- **ИСХОДНЫЙ ТЕКСТ**
Этот поход запомнился нам еще одним чуть не погубившим подводную лодку происшествием…
В одну из лунных ночей мы стояли без хода и прослушивали море шумопеленгаторной станцией. Полная луна ярко светила на небе, и большие белые облака, неподвижно застывшие под ней, напоминали клочья разорванной ваты, между которыми просовывались голубоватые лунные лучи: Горизонт хорошо просматривался во все стороны. Ближе к полуночи вахтенный сигнальщик обнаружил летящий в нашу сторону самолет. Начали погружаться. Любое промедление грозило гибелью.
Вся верхняя вахта, один за другим, кубарем скатилась в центральный пост, я же остался в боевой рубке, схватился за верхний люк и стал его закрывать, как вдруг какая-то неимоверная сила, несмотря на мое упорство, [71] стала поднимать люк снаружи. Что за чертовщина? На миг я оцепенел от страха, и тут в проеме верхнего люка появились чьи-то ноги. «Кто-то из курящих остался на палубе!» - молнией пронеслось у меня в голове. Раздумывать было некогда - схватив обе ноги, я изо всех сил рванул их вниз и принялся поспешно задраивать рубочный люк. В последний миг меня обдало ледяной забортной водой, хлынувшей в щель затворяющегося люка…
В мирное время личный состав подводных лодок, находящихся в море, мог выйти курить на мостик только с разрешения командира подводной лодки, который строго определял число курящих. Вахтенный командир обязан был постоянно знать, сколько человек находится на мостике. Такой же порядок мы сохранили и в начале войны. После первых походов под влиянием очевидной опасности на верхней палубе число «отдыхающих» сократили до одного. Но, как оказалось, и это в условиях постоянной боевой готовности было много. В очередной раз это подтвердил моторист Аракельян, который вышел на ходовой мостик, спустился на палубу в надводный гальюн, расположенный в ограждении боевой рубки, и, оставшись там покурить, не расслышал команду срочного погружения.
Во время разбора Аракельян, прищурившись, как это делают близорукие люди, смотрел на меня серьезными, слегка навыкате, черными глазами. Его лицо, как всегда, расплывалось в добродушной улыбке. Эта улыбка и внимательный взгляд производили впечатление такого неподдельного дружелюбия и глубокой искренности, что мне непросто было начать назидательную беседу.
- Расскажите, как все это с вами случилось, Аршак Минасович, - строго обратился я к нему. - Вы ведь могли погубить весь корабль. Понимаете всю серьезность создавшегося аварийного положения?
- Конечно, товарищ старший помощник, понимаю, - ответил он с мягким армянским акцентом. - Я спрашивал разрешения выйти на мостик, но вахтенный командир, видимо, не расслышал мою просьбу и не запомнил меня…
Аракельян говорил очень тихо и несколько торопливо, будто опасался, что я его перебью. По лбу на глаза [72] стекали капельки холодного пота, и он старался незаметно их смахивать.

- **ПРЕДСТАВЛЕННЫЕ ДАННЫЕ**
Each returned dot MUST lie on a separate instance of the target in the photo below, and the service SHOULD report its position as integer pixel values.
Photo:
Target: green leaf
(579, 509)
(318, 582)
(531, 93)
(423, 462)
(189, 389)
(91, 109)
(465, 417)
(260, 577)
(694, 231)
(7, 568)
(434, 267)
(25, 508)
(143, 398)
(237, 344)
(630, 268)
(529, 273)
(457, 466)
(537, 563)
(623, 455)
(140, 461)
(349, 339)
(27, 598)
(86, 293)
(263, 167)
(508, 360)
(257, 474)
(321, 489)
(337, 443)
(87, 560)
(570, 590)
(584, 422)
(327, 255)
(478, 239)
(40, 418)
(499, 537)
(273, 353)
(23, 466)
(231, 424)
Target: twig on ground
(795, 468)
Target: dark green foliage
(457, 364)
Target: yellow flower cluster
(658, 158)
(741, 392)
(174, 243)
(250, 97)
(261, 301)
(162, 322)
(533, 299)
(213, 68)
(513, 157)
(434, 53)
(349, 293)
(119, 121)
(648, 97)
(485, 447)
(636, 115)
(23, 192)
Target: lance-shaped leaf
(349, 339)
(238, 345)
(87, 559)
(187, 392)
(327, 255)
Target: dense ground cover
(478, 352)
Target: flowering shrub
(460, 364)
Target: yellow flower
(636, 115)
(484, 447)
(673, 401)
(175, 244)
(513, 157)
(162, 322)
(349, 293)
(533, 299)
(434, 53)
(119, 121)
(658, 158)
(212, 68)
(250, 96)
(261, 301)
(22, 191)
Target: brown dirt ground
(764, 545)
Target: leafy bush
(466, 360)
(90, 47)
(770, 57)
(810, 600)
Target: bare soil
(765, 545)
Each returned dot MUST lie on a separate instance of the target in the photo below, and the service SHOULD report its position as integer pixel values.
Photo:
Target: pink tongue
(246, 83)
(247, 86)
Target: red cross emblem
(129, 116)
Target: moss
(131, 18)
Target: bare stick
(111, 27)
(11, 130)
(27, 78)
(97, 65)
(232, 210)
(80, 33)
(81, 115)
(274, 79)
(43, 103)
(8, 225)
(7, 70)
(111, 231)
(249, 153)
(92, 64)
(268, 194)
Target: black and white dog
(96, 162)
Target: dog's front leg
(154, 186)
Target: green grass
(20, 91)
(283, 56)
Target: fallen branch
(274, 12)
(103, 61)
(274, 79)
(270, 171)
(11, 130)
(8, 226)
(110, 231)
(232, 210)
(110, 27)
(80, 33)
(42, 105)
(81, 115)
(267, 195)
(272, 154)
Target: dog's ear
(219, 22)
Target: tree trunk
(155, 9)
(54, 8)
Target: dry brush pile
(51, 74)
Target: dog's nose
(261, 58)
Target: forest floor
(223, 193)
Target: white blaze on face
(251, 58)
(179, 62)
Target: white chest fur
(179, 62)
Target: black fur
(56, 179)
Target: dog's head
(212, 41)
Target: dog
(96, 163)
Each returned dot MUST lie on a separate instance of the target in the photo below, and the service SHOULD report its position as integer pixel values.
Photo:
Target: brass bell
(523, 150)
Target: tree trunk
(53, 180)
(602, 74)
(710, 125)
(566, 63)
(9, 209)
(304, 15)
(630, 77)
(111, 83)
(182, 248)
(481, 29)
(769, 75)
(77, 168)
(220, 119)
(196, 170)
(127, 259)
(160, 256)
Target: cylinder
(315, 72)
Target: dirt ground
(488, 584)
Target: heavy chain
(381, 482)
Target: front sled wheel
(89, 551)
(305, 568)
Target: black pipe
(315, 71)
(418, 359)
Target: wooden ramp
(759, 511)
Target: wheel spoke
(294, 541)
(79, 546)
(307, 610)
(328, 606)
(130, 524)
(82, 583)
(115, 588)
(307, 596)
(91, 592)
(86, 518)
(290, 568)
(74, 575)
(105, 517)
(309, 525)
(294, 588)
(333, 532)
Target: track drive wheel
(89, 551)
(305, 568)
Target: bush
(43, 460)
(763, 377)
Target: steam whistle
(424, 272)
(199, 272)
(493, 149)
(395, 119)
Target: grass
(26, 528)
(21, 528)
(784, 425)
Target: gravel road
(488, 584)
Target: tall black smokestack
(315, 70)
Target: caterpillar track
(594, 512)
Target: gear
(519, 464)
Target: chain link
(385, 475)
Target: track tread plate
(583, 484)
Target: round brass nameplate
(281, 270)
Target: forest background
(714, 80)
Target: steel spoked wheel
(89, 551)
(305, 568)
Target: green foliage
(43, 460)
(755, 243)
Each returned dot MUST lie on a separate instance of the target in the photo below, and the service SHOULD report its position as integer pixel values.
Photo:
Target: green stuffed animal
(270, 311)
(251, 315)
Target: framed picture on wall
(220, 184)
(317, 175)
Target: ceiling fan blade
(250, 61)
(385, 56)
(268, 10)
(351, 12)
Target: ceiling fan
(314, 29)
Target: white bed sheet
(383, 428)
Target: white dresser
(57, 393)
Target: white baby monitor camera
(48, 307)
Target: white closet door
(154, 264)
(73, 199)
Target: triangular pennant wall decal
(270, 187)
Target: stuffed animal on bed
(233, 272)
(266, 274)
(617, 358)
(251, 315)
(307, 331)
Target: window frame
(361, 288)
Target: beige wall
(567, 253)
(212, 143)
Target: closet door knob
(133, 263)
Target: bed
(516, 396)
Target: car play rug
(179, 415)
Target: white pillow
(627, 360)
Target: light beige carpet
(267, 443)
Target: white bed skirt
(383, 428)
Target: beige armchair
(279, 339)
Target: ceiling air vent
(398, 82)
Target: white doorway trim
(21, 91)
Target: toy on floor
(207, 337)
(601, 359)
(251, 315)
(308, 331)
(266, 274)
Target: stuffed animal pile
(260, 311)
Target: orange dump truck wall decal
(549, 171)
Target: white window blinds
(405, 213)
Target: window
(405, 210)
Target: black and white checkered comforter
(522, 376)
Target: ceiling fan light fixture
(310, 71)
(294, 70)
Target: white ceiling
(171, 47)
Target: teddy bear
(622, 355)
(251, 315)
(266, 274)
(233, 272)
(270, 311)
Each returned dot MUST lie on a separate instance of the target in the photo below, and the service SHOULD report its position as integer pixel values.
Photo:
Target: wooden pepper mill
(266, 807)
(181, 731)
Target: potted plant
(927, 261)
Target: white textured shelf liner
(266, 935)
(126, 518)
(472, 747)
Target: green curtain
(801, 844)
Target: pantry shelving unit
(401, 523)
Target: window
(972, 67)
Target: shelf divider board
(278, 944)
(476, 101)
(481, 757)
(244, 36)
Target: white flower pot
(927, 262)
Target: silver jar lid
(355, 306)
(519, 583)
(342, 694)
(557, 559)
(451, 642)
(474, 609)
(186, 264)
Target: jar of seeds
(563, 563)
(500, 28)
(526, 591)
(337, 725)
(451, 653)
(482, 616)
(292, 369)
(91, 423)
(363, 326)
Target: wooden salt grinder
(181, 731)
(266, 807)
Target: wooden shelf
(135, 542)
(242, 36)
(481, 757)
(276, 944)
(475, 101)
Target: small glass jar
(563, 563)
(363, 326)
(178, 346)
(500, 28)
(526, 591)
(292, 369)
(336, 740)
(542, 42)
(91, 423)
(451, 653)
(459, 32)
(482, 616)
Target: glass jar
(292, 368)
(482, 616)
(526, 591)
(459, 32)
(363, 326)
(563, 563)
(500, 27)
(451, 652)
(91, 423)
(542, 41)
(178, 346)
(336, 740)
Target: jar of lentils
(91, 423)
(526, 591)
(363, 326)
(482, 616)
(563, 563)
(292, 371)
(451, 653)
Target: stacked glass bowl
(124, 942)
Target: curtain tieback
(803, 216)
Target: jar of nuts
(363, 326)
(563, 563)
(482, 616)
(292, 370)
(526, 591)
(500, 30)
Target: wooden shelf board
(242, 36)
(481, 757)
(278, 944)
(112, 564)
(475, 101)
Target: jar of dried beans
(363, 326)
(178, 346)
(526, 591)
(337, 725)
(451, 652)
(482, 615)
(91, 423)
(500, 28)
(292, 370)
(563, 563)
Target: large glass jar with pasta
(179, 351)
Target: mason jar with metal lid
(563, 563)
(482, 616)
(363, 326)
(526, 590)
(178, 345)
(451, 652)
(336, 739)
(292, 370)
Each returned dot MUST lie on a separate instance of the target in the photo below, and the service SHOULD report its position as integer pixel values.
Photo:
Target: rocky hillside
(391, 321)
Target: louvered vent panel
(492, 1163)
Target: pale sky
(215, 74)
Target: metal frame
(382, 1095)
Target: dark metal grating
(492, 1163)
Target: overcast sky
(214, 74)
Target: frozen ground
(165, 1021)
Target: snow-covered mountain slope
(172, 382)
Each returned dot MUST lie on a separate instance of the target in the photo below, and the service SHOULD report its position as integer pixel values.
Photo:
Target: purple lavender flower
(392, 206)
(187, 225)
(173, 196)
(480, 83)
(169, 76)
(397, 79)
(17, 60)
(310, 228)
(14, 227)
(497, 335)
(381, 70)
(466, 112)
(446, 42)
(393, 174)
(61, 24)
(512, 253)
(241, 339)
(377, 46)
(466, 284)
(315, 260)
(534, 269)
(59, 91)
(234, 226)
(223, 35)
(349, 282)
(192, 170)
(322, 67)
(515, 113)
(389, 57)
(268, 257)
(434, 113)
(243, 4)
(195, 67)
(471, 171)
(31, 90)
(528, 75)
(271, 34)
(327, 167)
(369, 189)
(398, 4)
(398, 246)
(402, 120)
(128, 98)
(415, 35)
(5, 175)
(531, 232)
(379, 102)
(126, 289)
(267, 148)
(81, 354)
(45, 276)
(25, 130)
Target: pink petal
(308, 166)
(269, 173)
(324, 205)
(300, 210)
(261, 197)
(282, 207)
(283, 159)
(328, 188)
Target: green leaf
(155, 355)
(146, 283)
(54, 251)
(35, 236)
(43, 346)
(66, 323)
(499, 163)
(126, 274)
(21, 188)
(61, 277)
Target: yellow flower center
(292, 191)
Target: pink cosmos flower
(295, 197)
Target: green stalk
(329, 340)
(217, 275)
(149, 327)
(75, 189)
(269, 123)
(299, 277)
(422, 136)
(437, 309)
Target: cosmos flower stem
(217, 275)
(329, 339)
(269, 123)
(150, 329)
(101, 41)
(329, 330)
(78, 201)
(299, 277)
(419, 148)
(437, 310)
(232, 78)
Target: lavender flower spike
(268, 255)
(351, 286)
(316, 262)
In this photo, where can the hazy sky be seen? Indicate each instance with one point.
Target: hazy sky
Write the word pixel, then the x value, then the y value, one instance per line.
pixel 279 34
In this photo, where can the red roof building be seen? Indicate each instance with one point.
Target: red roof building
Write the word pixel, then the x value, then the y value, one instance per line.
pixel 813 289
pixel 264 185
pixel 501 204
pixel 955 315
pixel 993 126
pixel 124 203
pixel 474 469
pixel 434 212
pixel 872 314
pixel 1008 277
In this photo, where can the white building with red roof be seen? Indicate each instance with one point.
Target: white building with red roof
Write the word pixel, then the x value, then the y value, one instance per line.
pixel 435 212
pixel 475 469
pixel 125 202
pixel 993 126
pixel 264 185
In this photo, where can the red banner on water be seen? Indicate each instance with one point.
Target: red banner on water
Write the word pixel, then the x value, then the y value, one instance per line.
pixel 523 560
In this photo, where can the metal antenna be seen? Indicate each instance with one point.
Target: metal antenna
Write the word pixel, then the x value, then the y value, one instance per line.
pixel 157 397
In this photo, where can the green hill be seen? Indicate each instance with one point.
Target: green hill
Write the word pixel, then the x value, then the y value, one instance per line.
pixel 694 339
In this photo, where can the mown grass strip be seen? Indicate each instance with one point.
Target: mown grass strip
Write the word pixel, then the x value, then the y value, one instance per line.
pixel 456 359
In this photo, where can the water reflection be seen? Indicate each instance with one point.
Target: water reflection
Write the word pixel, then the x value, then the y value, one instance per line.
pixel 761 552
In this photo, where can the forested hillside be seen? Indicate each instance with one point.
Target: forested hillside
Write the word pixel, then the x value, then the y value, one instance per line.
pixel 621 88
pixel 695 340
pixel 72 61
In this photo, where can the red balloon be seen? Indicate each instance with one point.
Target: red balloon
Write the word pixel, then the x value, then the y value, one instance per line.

- **ЗАДАНИЕ A**
Как в тексте о походе подводной лодки зовут моториста, который не расслышал команду срочного погружения?
- **ЗАДАНИЕ B**
Пожалуйста, перепишите без изменений отрывок из текста о походе подводной лодки, начиная со слов «Этот поход запомнился» и заканчивая словами «промедление грозило гибелью.».
Данные никак не связаны с текстом о походе подводной лодки.

- **ПРАВИЛЬНЫЙ ОТВЕТ A**
Аршак Минасович Аракельян.

- **ПРАВИЛЬНЫЙ ОТВЕТ B**
Этот поход запомнился нам еще одним чуть не погубившим подводную лодку происшествием…
В одну из лунных ночей мы стояли без хода и прослушивали море шумопеленгаторной станцией. Полная луна ярко светила на небе, и большие белые облака, неподвижно застывшие под ней, напоминали клочья разорванной ваты, между которыми просовывались голубоватые лунные лучи: Горизонт хорошо просматривался во все стороны. Ближе к полуночи вахтенный сигнальщик обнаружил летящий в нашу сторону самолет. Начали погружаться. Любое промедление грозило гибелью.